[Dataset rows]
begin
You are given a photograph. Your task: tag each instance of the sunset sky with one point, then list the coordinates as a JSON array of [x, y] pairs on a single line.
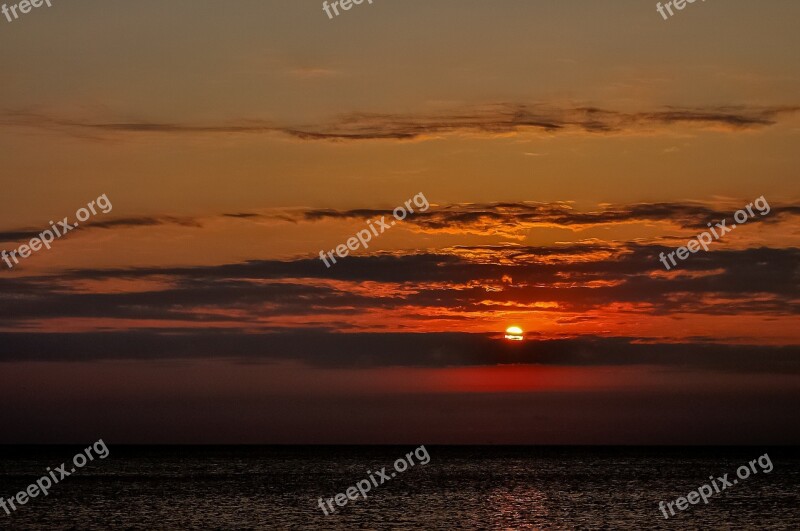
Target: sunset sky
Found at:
[[561, 146]]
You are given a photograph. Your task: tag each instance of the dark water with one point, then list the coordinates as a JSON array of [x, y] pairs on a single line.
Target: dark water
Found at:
[[460, 488]]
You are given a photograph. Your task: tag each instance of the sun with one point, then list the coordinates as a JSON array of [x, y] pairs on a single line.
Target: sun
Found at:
[[515, 333]]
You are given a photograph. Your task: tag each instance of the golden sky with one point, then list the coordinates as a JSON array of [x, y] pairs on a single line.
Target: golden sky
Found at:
[[561, 147]]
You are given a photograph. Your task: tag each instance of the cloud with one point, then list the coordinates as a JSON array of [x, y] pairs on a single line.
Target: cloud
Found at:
[[512, 219], [487, 120], [508, 219], [454, 283], [367, 350], [23, 234]]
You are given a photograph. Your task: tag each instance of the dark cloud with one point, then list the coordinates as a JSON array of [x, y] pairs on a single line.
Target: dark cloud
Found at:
[[365, 350], [119, 223], [512, 217], [487, 218], [494, 119], [469, 279]]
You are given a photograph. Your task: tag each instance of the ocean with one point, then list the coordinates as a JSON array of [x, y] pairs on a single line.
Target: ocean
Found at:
[[472, 487]]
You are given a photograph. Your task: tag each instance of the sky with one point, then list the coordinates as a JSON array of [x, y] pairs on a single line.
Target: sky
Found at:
[[559, 148]]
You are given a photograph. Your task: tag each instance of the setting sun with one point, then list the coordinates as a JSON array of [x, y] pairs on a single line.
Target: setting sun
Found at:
[[514, 333]]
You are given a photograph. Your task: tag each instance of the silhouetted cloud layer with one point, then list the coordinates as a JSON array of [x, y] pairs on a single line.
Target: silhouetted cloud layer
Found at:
[[507, 218], [366, 350], [495, 119]]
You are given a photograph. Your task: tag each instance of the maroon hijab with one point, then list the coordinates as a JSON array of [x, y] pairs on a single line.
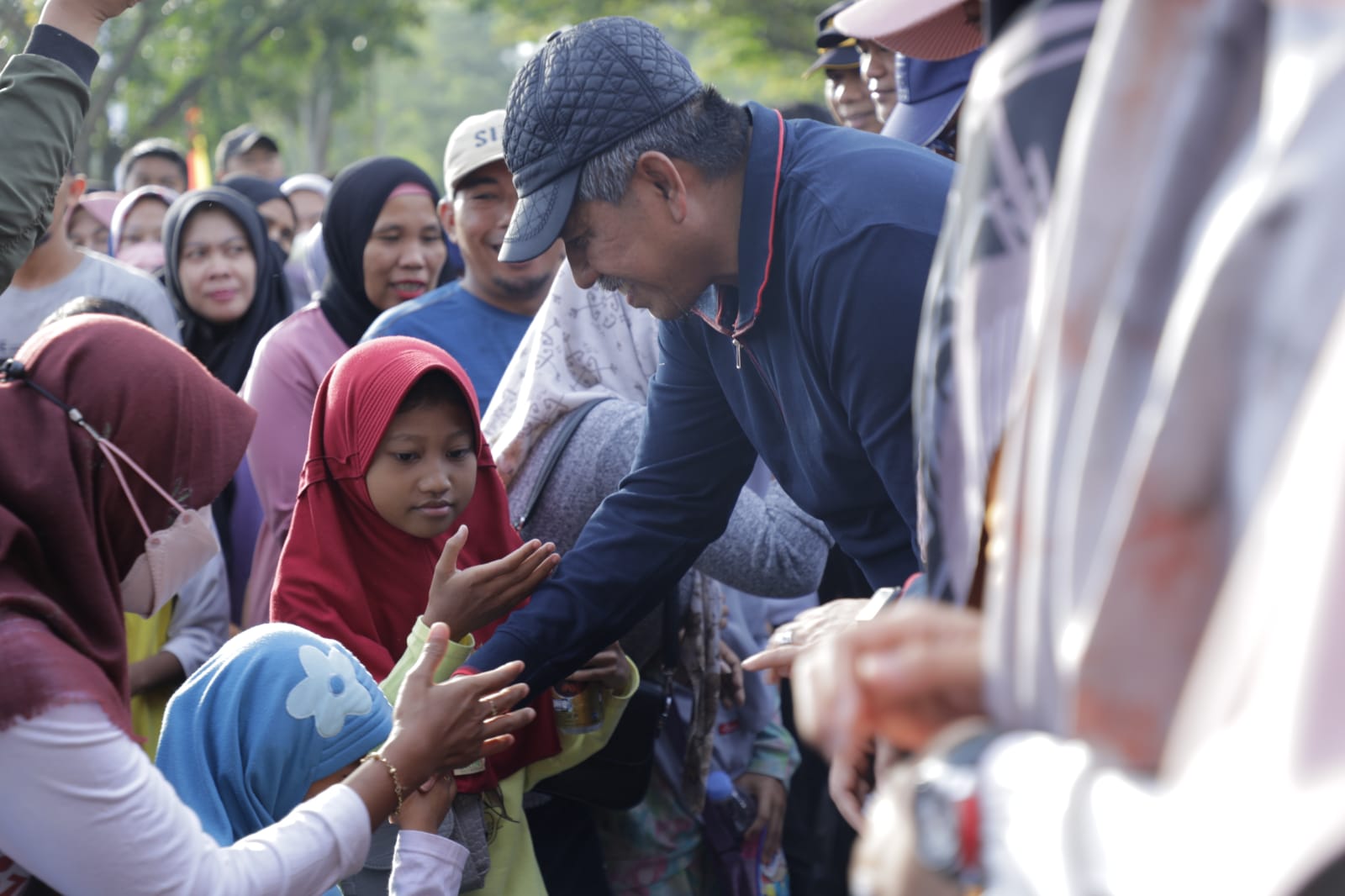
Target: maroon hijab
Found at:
[[347, 573], [67, 535]]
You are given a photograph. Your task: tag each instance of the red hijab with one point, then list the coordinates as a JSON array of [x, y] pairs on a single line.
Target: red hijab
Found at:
[[347, 573], [67, 535]]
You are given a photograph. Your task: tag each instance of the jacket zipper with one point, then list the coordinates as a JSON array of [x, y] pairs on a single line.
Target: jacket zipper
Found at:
[[739, 347]]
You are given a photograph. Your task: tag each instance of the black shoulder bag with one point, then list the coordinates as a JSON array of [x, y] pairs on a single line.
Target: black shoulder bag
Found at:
[[616, 777]]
end
WHAT TO DO: Copy every one of the records above line for line, without changing a word. Leave out the pictures.

THE RESPONSE:
You are given a photograph. Your task: tag each instance of the sunset sky with one point, then list the coordinates as a JSON array of [x, y] pairs on a single line.
Target: sunset sky
Found at:
[[561, 146]]
You are given a photograph. Your task: tag each instance of the dark water with one point, then list the coordinates as a JSON array of [x, y] pairs on a single line.
Target: dark water
Found at:
[[460, 488]]
You are given a photograph. Your task: tag each instance of the sun with one point, then list the coordinates as a JSON array of [x, y] pairs on a single line.
Target: sun
Found at:
[[515, 333]]
You are given a photograph. Your task: tag each instance of the golden sky with one point, then list the coordinates as a JSON array of [x, y] pairs on a single line.
Target: golden sky
Found at:
[[561, 147]]
You are given a photograph. Your task: tag each instance of the cloud with one point, then list the coordinates as a JSON array of [x, y] pairs on a single line.
Target: cloud
Found at:
[[512, 219], [487, 120], [508, 219], [454, 283], [367, 350], [23, 234]]
You are given a photograph. Your task: tag each instance of the dark cloud with one point, then list the coordinates as a JSON array of [x, y] pairs on a single line.
Target: dark cloud
Found at:
[[365, 350], [119, 223], [512, 217], [487, 218], [494, 119], [469, 279]]
You are given a photograph. Your task: tag each instance of the ocean with one point, then list the coordinates as a JSON array of [x, y] pairs on a single line.
Target: ocean
Found at:
[[472, 487]]
You are given a photograph. Your task: tag each instance of the sky with one point, then list the coordinates as a JSON array of [x, y] pairs on a single line.
Target: sky
Found at:
[[559, 148]]
You are given a photograph. Your task: tag each instance of the setting sun with one point, then list the coordinates as a JSON array of [x, y] pairs on a single line.
Target: setting sun
Found at:
[[514, 333]]
You are given a photograph. Your task: tag each instance of the silhouetted cloud layer with one point, then list the coordinates as a JSON array of [x, y] pairs on a single line.
Target: silhouetted cloud layer
Found at:
[[507, 218], [366, 350], [495, 119]]
You are given a photograph. Your task: tag each instance of the maroon hijab with one point, then list the coordinates as a JSON array of [x, y] pairs on a single line.
Target: maroon hijab
Found at:
[[347, 573], [67, 535]]
You are given a photograph. Your task: tag each instance of the red hijab with one point, then list the coordinates as a JSON array of [x, y] pairs on a single line.
Target: red hijab
Found at:
[[347, 573], [67, 535]]
You are given a photograph. Your task: tag each instance of the jacket zipper with one point, then list the coordinates as a JSON array of [x, y] pairs on a single line.
Target: jacket zipper
Found at:
[[739, 347]]
You are given a photograph. Your task: tag each instance of the black shoulder bag with one point, then list the coordinates as a JSON array of [x, y] pairs on a single line.
Target: black shoulder bag
Found at:
[[616, 777]]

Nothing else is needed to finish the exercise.